YOUR GOAL.
Copy the records below line for line, with no changes.

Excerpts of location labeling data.
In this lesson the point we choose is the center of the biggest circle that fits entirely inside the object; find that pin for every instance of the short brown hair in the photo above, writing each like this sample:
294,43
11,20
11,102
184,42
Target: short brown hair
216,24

SOLUTION FOR THIS PROBLEM.
In this lesson the point we choose is the center of the biggest circle that fits entirely inside the object; find that pin for every instance of the short brown hair in the photo above, writing each like this sample:
294,43
11,20
11,102
184,42
Target: short brown hair
216,24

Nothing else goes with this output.